Someone behaving in the same fashion earns the comparison honestly.

I am loathe to police speech in most circumstances, or to do so w/maximum force of law; but where that speech is public, both wrong (intellectually) and hateful; such that it illicits discrimination and may foment violence; I think there is room to be fairly 'discouraging' of such speech.
 
Before we go too far down the rabbit hole can we please try getting this back on topic?

We have gone from people shouting at Yonge and Dundas to comparing it to anti-semitism. I shudder to think where else this could go.
 
If you are annoyed by people yelling about their personal beliefs on the street, imagine how I feel when I want to read the forum about buildings and here's some stupid crap about nazis.
 
^^^ ...and when looking at the persecution and murders of the Jewish community across time, which is still happening today (ie, UK, France, Pittsburgh, Poway, Jersey City, Monsey, recent incidences at U of T and McGill, etc., etc...)

As a member of both communities, I feel it's important to bring awareness to both.

I don't believe in shutting down speech, even when I know the speakers essentially want me dead. In this case, I think there should be a designated area for it in Dundas-Square.

Also, let's not forget there's a lot of other anti-social behaviour happening related to addiction and mental illness, which is crying out for a visible police presence and more harm-reduction.

# [RAW DATA]

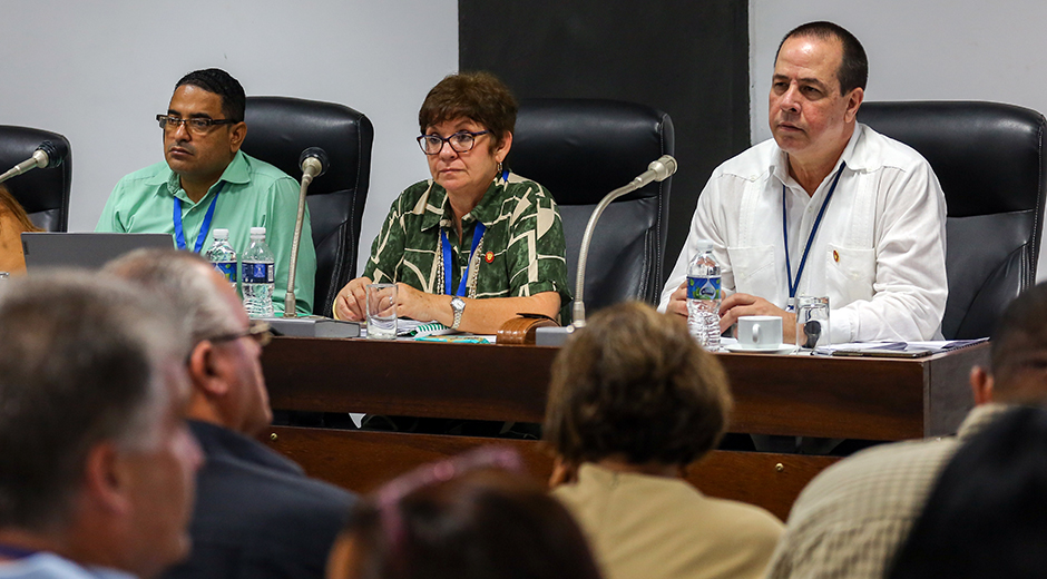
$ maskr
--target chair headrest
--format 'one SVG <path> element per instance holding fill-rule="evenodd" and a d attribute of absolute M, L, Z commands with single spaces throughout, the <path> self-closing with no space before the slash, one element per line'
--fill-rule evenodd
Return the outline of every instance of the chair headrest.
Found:
<path fill-rule="evenodd" d="M 560 205 L 593 205 L 674 150 L 672 119 L 652 107 L 601 99 L 525 99 L 507 164 L 547 187 Z M 657 184 L 652 184 L 626 198 L 657 195 Z"/>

# [WRITTEN PROBLEM 1]
Output, word for word, the stretch of the forum thread about street speech at Yonge and Dundas from "As a member" through "and more harm-reduction.".
# [WRITTEN PROBLEM 2]
Extend the forum thread about street speech at Yonge and Dundas by writing the next part after its last post.

# [FINAL ANSWER 1]
As a member of both communities, I feel it's important to bring awareness to both.

I don't believe in shutting down speech, even when I know the speakers essentially want me dead. In this case, I think there should be a designated area for it in Dundas-Square.

Also, let's not forget there's a lot of other anti-social behaviour happening related to addiction and mental illness, which is crying out for a visible police presence and more harm-reduction.

# [FINAL ANSWER 2]
 
If you are annoyed by people yelling about their personal beliefs on the street, imagine how I feel when I want to read the forum about buildings and here's some stupid crap about nazis.

Only if it is in ALL CAPS!! I mean, that's an allegory of the issue isn't it?

AoD
 
If you are annoyed by people yelling about their personal beliefs on the street, imagine how I feel when I want to read the forum about buildings and here's some stupid crap about nazis.
"Annoyed" is an understatement.

Imagine wanting to read this forum about buildings and you read something about how your are less than equal, don't deserve the same rights and are better off dead? That's what it's like to stroll through Yonge Dundas Square for the LGBT+ community.
 
There needs to be a limit on free speech.
Meh, as Christopher Hitchens says, free speech laws are a rod for your own back- and that one shouldn’t take refuge in the false security of consensus.

Just post a police officer or two nearby, if things get pushy, then have them deal with it.

Anyways, I wonder what sort of impact the physical gentrification (screens + redevelopment) and the simultaneous civic de-gentrification (increased rowdiness) is going to have on YD Square’s place in the urban psyche?